#### WHAT IS NEEDED
Down to the last line, restate the records word for word, but not the pictures.

#### DATASET EXCERPTS
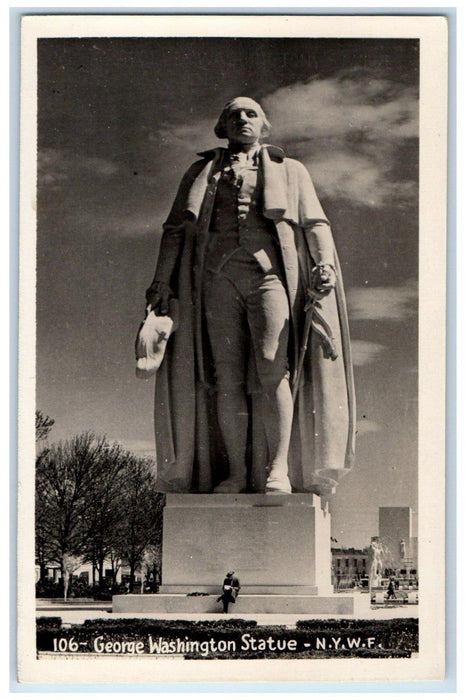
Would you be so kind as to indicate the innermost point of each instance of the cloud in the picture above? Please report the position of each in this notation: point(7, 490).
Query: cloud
point(54, 166)
point(141, 448)
point(364, 427)
point(351, 131)
point(364, 352)
point(383, 303)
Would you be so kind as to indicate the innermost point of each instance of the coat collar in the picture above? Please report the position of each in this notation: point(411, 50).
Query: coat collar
point(275, 152)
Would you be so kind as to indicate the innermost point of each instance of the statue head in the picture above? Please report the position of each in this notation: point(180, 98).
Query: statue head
point(242, 121)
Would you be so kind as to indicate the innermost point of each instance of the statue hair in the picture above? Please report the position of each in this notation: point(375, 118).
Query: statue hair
point(220, 127)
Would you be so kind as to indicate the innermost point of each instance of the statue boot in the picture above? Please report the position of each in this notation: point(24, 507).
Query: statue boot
point(277, 480)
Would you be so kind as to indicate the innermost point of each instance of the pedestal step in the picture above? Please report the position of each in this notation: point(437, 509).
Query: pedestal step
point(248, 589)
point(248, 603)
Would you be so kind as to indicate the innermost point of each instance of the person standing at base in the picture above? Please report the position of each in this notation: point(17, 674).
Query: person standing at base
point(248, 251)
point(230, 590)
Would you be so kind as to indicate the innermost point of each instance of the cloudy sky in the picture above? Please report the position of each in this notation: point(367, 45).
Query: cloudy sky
point(120, 120)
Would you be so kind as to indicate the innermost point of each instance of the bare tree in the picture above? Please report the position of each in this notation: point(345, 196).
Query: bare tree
point(65, 490)
point(43, 425)
point(141, 522)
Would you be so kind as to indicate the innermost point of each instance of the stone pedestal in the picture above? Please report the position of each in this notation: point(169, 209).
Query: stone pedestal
point(279, 547)
point(269, 541)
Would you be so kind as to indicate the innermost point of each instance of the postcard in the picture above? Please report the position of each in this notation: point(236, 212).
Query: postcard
point(232, 348)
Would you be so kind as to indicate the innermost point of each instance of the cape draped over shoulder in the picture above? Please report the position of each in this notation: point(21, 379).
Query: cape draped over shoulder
point(190, 454)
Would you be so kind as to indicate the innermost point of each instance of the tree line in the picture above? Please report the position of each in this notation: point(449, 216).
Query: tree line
point(95, 503)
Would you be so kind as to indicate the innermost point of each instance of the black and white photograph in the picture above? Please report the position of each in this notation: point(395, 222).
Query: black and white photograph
point(231, 431)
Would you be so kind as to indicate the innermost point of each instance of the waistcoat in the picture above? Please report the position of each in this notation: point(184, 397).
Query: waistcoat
point(237, 222)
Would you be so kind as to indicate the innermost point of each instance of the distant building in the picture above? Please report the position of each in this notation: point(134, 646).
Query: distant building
point(395, 535)
point(349, 566)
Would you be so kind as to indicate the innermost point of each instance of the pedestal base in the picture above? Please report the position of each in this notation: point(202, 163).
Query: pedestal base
point(278, 546)
point(275, 603)
point(269, 541)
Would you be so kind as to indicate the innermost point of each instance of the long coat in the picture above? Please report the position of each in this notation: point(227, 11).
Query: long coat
point(190, 452)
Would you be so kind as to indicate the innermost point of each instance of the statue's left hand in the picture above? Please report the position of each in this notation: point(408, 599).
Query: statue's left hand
point(323, 280)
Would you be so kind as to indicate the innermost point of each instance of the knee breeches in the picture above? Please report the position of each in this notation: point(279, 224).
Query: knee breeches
point(247, 314)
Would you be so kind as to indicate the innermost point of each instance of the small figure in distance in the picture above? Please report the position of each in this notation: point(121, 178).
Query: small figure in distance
point(391, 590)
point(230, 590)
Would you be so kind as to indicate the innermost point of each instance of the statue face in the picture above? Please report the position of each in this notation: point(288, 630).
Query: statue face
point(243, 122)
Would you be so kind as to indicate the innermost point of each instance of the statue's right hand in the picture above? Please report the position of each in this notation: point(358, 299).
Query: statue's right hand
point(158, 295)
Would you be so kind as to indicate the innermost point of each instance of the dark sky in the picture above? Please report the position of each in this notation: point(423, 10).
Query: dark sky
point(119, 120)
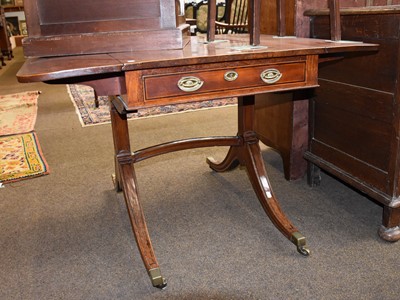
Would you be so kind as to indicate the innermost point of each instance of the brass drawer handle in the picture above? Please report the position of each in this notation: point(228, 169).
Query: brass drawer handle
point(190, 83)
point(231, 76)
point(270, 76)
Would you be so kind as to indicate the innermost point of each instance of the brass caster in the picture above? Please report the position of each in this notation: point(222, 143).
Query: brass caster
point(156, 279)
point(300, 241)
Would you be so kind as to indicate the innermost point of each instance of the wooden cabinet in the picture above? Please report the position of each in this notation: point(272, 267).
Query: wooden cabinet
point(354, 118)
point(5, 44)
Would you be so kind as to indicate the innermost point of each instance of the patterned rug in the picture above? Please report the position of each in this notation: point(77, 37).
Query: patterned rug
point(21, 158)
point(83, 99)
point(20, 153)
point(18, 112)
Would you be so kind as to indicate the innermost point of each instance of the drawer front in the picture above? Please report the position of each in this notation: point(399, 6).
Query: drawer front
point(219, 80)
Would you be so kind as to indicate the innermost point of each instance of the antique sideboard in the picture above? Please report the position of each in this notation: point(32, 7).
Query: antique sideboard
point(354, 118)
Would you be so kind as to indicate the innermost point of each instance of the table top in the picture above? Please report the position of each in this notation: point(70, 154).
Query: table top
point(226, 48)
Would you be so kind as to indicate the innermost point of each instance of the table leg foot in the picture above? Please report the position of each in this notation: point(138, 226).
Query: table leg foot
point(300, 241)
point(390, 229)
point(138, 222)
point(389, 234)
point(156, 278)
point(255, 167)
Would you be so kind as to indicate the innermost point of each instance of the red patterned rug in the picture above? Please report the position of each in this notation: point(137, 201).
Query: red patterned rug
point(21, 158)
point(20, 153)
point(83, 99)
point(18, 112)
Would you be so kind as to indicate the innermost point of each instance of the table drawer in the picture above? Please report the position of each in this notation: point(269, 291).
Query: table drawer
point(158, 86)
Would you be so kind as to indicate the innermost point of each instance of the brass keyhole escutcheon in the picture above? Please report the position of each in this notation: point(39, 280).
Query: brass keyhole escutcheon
point(231, 76)
point(271, 76)
point(190, 83)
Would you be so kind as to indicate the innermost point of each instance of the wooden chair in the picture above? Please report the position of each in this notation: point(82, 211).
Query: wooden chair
point(235, 19)
point(201, 14)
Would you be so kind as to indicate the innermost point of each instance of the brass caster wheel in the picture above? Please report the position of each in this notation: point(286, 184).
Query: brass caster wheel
point(156, 279)
point(304, 251)
point(300, 241)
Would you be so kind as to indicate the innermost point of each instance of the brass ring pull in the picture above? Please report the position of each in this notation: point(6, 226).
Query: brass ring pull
point(271, 76)
point(231, 76)
point(190, 84)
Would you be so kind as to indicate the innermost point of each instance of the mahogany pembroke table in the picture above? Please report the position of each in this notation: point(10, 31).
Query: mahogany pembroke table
point(222, 66)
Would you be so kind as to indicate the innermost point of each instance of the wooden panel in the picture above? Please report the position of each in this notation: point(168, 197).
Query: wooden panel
point(78, 11)
point(358, 170)
point(383, 76)
point(71, 27)
point(269, 17)
point(353, 134)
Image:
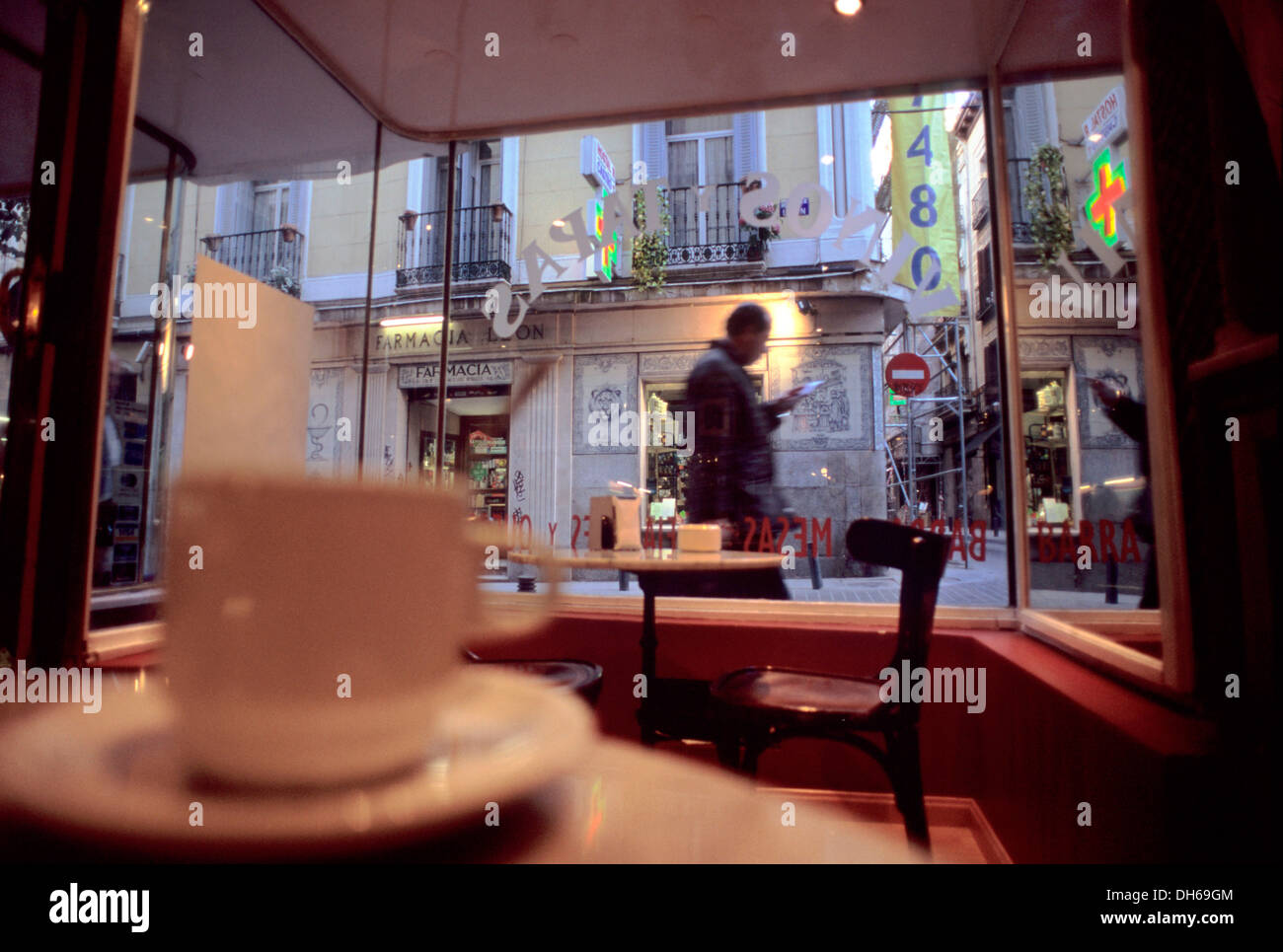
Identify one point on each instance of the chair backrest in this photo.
(922, 557)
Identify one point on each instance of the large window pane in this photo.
(1089, 515)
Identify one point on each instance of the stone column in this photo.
(534, 448)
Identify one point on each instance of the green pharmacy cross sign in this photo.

#### EXERCISE OUTPUT
Would you be so kind as to indicate the innermost point of each instance of the cloud in the picture above? Please report the position of each in this notation: point(7, 490).
Query: cloud
point(54, 166)
point(141, 448)
point(364, 427)
point(351, 131)
point(364, 352)
point(383, 303)
Would you be so kind as to indicate the innermost point of each instance of the coat collar in the picture above? Please report the position of each in this notation: point(411, 50).
Query: coat collar
point(275, 152)
Would you be so kind as to indicate the innermost point of each instance of the statue head in the picture above? Please report the position of each in this notation: point(180, 98).
Query: statue head
point(242, 121)
Would you be so kind as to indicate the innermost point of each instance of the statue hair in the picture above? Please report the position of each in this notation: point(375, 118).
Query: statue hair
point(220, 127)
Would you be so kind as to indicate the innermost point of each instance of the statue boot in the picture above? Please report the position of each in this notation: point(24, 507).
Query: statue boot
point(277, 480)
Would you be so kind as to indicate the innermost point of each instance of the pedestal step in the picture above? Please report the position of each in this notation: point(437, 509).
Query: pedestal step
point(248, 589)
point(248, 603)
Would you be so kind as to indicate the innermost point of each instance of the person standing at base in the picture above? Please report the position of each in this notation: point(17, 674).
Query: person standing at base
point(248, 251)
point(230, 590)
Would you be so kind as to indicate the innermost point of each instance of the cloudy sky in the picture above? Please report the position of each in this notation: point(367, 45).
Query: cloudy sky
point(120, 120)
Would you be so kind as to indicate the innermost point of each instance of the bare tree in the picture above? Please report the position of each in this notation: point(345, 196).
Query: bare tree
point(65, 490)
point(43, 425)
point(141, 522)
Would you be so kind as to indicate the innermost point of each instance of the stone pedestal in the picture above? Please report the position of each in this notation: point(169, 209).
Query: stone pedestal
point(279, 547)
point(269, 541)
Would you be so kind as to indicate the innermost point of each instance of the postcard in the picture above? Please report the position of each in this notation: point(236, 212).
Query: postcard
point(232, 348)
Would you be so kind as to indicate the innermost point of each instance of the cape draped over shoulder in the picture above? Please report the position of each in this notation: point(21, 379).
Query: cape draped over shoulder
point(190, 454)
Would you be so kind as to indicate the innermost point of each instance of the tree line in the picture above? Please report the position of each in this notation: point(449, 216).
Query: tree line
point(95, 503)
Would you be so kind as to indicate the innermost point of each instance of the black and white photograph in the picture above? Please report the position of each in this notation: point(395, 222).
Query: black and white photograph
point(231, 431)
Would you be so kind as to indicate the innermost point of each instance of the waistcoat in the picture above? Please report the position of each in this notation: point(184, 397).
Query: waistcoat
point(237, 222)
Would you be so kind as to indicate the innermost point of each instance of the distant building in the picture above? Please report the position of each in this notation: point(134, 646).
Query: distant building
point(395, 535)
point(349, 566)
Would you be so kind as to indicate the innermost point of each instance of the pedestal base in the picture above? Please report the position of each in this notation: point(202, 163).
Query: pedestal base
point(278, 546)
point(275, 603)
point(269, 541)
Would you be so kind as to indicate the innermost point of each instance of the long coat in the picture above? Please report the position of each in this notation: point(227, 11).
Query: long coat
point(190, 452)
Would you be so kind as to indicate the innermost point of each instance of the statue's left hand in the picture above? Please report the position of each in this notation: point(408, 599).
Query: statue's left hand
point(323, 280)
Would you be so kind as to indicate the innermost point of each instance of the knee breeches in the picture above? Please report the position of each in this notation: point(279, 224).
Query: knee breeches
point(247, 314)
Would you be so kind as to indicate the innermost point of each instance of the small figure in distance in the picture above? Please report the position of each in this notation: point(121, 178).
Query: small figure in distance
point(391, 590)
point(230, 590)
Would you be so kind as to indicate the innermost point of each instance of the statue face in the picture above? Please report the position of each in this notation: point(288, 630).
Query: statue face
point(243, 122)
Would you be so kind as to indicate the innermost point of each instance of the statue's right hand in the picture above? Please report the position of each in this notation: point(358, 299).
Query: statue's right hand
point(158, 295)
Would you be so kind as to indicate the innermost point of each instance of the dark sky in the picture above? Please report the position of each in this notation: point(423, 10).
Query: dark sky
point(119, 120)
Would you be so kind as to indicate the innermost point of each instance of the brass drawer handle in the picture above? Please report the position of each in this notation: point(228, 169).
Query: brass drawer handle
point(190, 83)
point(231, 76)
point(270, 76)
Would you be so kind as to indicate the innermost point of each instance of the brass caster in the picture above? Please report the position of each in this notation: point(222, 143).
Query: brass caster
point(156, 279)
point(300, 241)
Would you be so kind as to indicate the innermost point of each instance of the wooden cabinet in the picture above? Please report the position of each in this notation: point(272, 267).
Query: wooden cabinet
point(354, 118)
point(5, 44)
Would you be so kind as to indicate the innermost point of each instance of the patterned rug in the picture above? Please report the position of each in this notation: point(77, 37).
Query: patterned rug
point(21, 158)
point(83, 99)
point(20, 153)
point(18, 112)
Would you be so kind as to indicate the innermost point of each instance of the drawer front in the picture above? Please report the position of each in this notation: point(399, 6).
Query: drawer front
point(219, 80)
Would you be so kind as to indicate the innermost point of each instance of the antique sideboard in the picture above? Please report the position of each in this notation: point(32, 7).
Query: antique sideboard
point(354, 118)
Would you be so kind as to indicate the innermost point of each instance of the table top in the picture above? Please report the position of each in this notation: point(70, 154).
Query: table top
point(226, 48)
Would you be so kind as to indicate the innermost point of each instance of the table leg foot in the picture above? Please report the position of each in this notation: point(138, 226).
Query: table leg foot
point(300, 241)
point(390, 229)
point(138, 222)
point(389, 234)
point(156, 278)
point(255, 167)
Would you be so kind as to indicate the innermost point of each instance of the red patterned rug in the picture above? Please report the position of each in this notation: point(137, 201).
Query: red patterned rug
point(21, 158)
point(20, 153)
point(83, 99)
point(18, 112)
Would you be so kind as to indicate the innermost point of each instance of the table drawer in the picture above? Please report the position of each in this notation: point(269, 291).
Query: table drawer
point(158, 86)
Would you be so kind as to indicate the innermost point of each instance of the brass keyhole escutcheon in the picture above? Please report the position of each in this notation: point(39, 280).
Query: brass keyhole escutcheon
point(231, 76)
point(271, 76)
point(190, 83)
Would you be so kind as to indicate the innermost point of each instance of the wooden chair in the picture above? Please report the position of each in this notation: point(82, 211).
Query: wooden chair
point(235, 19)
point(201, 14)
Would you be so kind as to indicate the innermost point of each instance of the brass caster wheel in the picture above? Please report the position of each in this notation: point(286, 184).
Query: brass caster wheel
point(156, 279)
point(304, 251)
point(300, 241)
Would you be so kind as to indicate the innermost point of each instance of the brass ring pull in the picture above? Please report the position of each in this notation: point(6, 226).
Query: brass ring pull
point(271, 76)
point(231, 76)
point(190, 84)
Would you be so kind as to indicate the innermost point of each instance of the mahogany pembroke table in the picture above? Please report the position of each in this notation: point(10, 31).
Query: mahogany pembroke table
point(222, 66)
Would you be so kind as to indicate the innermost point of each instance of the wooden panel in the picture above? Please report the position of each in this notation: point(168, 197).
Query: wooden panel
point(78, 11)
point(358, 170)
point(383, 76)
point(71, 27)
point(269, 17)
point(353, 134)
Image:
Identify one point on each instance of the chair backrest in this photo.
(922, 557)
Identify one point on each instance of the large window pane in this photo.
(1089, 515)
Identify one point on each instance of the stone column in this photo.
(534, 448)
Identify one point on each instance of the green pharmacy cross sign in this photo.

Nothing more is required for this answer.